Exercise description: Which rows below contain the word "gray"? Show each of them in full.

━━━━━ Source data

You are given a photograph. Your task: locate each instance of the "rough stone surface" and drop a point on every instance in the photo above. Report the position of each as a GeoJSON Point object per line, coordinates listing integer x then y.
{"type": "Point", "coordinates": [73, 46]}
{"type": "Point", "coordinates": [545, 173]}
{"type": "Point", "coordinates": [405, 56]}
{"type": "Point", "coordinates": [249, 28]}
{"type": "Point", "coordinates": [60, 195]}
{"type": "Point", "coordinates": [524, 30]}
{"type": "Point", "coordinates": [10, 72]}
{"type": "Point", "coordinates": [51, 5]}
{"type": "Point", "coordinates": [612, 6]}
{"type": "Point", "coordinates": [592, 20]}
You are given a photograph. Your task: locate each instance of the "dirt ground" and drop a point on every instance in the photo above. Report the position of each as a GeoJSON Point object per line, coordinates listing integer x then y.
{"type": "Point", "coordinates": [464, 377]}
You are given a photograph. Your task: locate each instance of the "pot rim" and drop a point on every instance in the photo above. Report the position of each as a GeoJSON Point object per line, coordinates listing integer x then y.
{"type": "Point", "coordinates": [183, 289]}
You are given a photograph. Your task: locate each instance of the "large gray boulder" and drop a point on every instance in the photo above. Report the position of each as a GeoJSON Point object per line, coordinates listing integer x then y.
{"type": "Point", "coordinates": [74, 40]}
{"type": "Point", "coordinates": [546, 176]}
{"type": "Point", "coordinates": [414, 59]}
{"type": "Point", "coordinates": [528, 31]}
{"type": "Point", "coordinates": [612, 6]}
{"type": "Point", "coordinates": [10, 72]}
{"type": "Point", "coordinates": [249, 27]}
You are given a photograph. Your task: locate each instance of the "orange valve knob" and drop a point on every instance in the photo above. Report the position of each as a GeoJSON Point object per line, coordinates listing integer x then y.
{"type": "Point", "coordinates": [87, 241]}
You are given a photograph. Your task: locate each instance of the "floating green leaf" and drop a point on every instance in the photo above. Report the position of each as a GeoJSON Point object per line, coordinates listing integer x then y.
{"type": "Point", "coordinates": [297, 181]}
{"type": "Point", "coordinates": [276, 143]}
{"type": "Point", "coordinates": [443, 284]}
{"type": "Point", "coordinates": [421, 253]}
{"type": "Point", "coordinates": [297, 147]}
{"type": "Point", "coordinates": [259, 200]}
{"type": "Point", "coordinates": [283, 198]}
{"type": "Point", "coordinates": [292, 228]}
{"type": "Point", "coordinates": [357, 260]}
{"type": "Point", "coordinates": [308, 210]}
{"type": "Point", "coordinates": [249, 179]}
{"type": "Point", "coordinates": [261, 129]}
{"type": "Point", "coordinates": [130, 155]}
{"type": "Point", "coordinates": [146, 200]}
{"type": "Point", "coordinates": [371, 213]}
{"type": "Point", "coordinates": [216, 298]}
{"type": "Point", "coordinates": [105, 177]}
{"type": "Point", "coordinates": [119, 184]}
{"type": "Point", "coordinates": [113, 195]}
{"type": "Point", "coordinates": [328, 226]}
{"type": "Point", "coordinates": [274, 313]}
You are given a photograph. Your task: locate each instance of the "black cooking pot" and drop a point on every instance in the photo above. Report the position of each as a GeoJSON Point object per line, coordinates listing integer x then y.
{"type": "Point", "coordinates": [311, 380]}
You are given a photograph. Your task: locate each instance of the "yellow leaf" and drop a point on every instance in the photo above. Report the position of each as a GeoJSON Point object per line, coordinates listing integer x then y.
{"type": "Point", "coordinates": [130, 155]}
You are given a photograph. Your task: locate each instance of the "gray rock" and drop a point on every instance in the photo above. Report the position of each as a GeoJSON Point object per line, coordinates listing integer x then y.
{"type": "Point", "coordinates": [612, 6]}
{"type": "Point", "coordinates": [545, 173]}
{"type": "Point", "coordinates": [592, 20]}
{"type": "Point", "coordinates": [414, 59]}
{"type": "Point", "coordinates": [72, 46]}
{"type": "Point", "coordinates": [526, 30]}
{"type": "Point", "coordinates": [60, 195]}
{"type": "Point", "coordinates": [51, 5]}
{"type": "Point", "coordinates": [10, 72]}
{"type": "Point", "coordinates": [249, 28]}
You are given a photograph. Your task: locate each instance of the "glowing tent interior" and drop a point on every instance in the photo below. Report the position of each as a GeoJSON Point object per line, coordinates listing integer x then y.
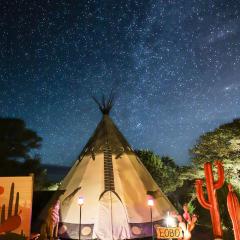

━━━━━━━━━━

Completed exercise:
You are given a photograph. Your task: locate each instance of the "large gray boulder" and drop a point on every instance in the photo above. Report the position of each as a GeoJSON Point object per line, coordinates listing integer x then y.
You are given a photograph. Your task: locate each instance of the "gray rock" and drop a point on every instance in the photo above. Report the position of each as a GeoJSON Point object per line, coordinates listing integer x then y.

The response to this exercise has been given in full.